Pierre Laval joined the government the day after the armistice was signed and became the main architect of the Vichy regime. It was he who on July 10, 1940, persuaded the National Assembly (summoned at Vichy to ratify the armistice) to grant Pétain authority to promulgate a new constitution (569 votes in favour, 80 against, 18 abstentions), so that Pétain was able, the next day, to assume in his own name full legislative and executive powers in the “French State.” The Vichy governments in fact survived for four years by never promulgating a new constitution. Their policy changed in tune with the fortunes of the war. When close collaboration with the Germans proved impracticable, a plot was formed at Vichy against Laval, who fell from power in December 1940 and was succeeded as premier by Pierre Étienne Flandin and then by Admiral Jean Darlan. Backed by Charles Maurras’s Action Française (a newspaper that advocated traditionalist, semiroyalist doctrines), Pétain and Darlan embarked on a period of attentisme (“wait and see”) in their dealings with Germany. Vichy became, at least superficially, a corporative state. The republican slogan of “Liberty, equality, fraternity” was replaced by “Work, family, fatherland.” A labour charter was passed, and there was much talk of a Pétainist “national revolution.”

In April 1942 Laval returned to power and contrived to convince the Germans that they could get more active collaboration from him. Germany was now engaged in massive war with the Soviet Union and with the United States and needed greater security in western Europe. But six months later the whole basis of Vichy’s position was transformed. U.S. and British forces landed in North Africa; the main units of the French fleet were scuttled by their crews at Toulon to prevent their falling into German hands; and on November 11, 1942, Germany occupied the whole of France and disbanded the “armistice army” of Vichy.

Henceforth, Vichy had no assets with which to bargain, with the exception of the cult of loyalty to Pétain (which still kept some Frenchmen obedient to the armistice) and the cleverness of Laval. It became increasingly a tool of German policy and, by January 1944, included extreme collaborators such as the National Socialist Marcel Déat. Darlan was assassinated in December 1942 in Algiers.

Meanwhile, the Resistance movements against both Vichy and the Germans grew rapidly in strength and significance as large numbers of young men fled to the hills and open country to escape the German forced-labour laws. Living as outlaws in the countryside and aided by the country people and by supplies dropped by aircraft from Great Britain, they harassed German communications and transport in preparation for Allied landings. The six months preceding the Normandy Invasion were a period of civil war in France between the members of the Resistance and the German Gestapo (secret police) aided by Vichy militias. When the provisional government of Charles de Gaulle moved to France after the Allied invasion of Normandy, it took over from a fascist regime in utter collapse. In September 1944, after the liberation of Paris, the new government declared Pétain’s French State abolished, together with all its laws.

Laval fled to Germany and Austria but was captured and returned to France, where he was tried and executed (1945). Pétain, abducted to Germany, voluntarily returned to France for trial and was convicted; his death sentence, however, was commuted by de Gaulle to solitary confinement for life, and he died in prison (1951).

STATED TASK A → Could you write out the part of the Vichy passage starting with "Laval fled to" and going on through "in prison (1951).", word for word?
The text and the listing were drawn from two unrelated sources.

TASK DATA →
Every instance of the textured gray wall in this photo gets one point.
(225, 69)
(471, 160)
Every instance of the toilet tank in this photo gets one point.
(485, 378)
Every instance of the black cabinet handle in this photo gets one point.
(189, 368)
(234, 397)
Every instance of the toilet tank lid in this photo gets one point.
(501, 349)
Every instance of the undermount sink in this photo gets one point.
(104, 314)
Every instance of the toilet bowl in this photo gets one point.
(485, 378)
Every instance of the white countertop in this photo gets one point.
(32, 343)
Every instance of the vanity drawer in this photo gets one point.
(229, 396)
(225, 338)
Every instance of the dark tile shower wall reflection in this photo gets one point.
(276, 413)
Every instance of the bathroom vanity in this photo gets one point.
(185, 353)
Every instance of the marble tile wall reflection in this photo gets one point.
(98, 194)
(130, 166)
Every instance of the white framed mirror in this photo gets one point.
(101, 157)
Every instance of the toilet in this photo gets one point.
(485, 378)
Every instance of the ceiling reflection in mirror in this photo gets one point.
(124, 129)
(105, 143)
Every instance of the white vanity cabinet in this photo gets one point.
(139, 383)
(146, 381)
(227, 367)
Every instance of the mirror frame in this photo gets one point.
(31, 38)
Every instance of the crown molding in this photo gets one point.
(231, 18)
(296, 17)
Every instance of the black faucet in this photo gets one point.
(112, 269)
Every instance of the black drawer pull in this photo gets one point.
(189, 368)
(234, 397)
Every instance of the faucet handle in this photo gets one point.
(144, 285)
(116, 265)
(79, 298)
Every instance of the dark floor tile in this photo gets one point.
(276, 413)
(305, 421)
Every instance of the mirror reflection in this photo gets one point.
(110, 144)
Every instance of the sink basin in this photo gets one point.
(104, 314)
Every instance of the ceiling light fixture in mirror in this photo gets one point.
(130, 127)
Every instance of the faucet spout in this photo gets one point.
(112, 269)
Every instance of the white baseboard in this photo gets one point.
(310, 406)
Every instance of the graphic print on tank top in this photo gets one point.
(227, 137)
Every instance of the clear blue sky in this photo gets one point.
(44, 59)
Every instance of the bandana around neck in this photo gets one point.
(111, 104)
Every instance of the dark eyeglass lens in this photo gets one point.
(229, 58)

STATED TASK B → Can you restate the listing lines starting with the line with "Every instance of the bandana" and going on through the end of the listing, substituting "receives" for "gets" and leaving everything else unchanged? Return only those lines.

FULL OUTPUT A →
Laval fled to Germany and Austria but was captured and returned to France, where he was tried and executed (1945). Pétain, abducted to Germany, voluntarily returned to France for trial and was convicted; his death sentence, however, was commuted by de Gaulle to solitary confinement for life, and he died in prison (1951).

FULL OUTPUT B →
Every instance of the bandana around neck in this photo receives one point.
(111, 104)
Every instance of the dark eyeglass lens in this photo receives one point.
(229, 58)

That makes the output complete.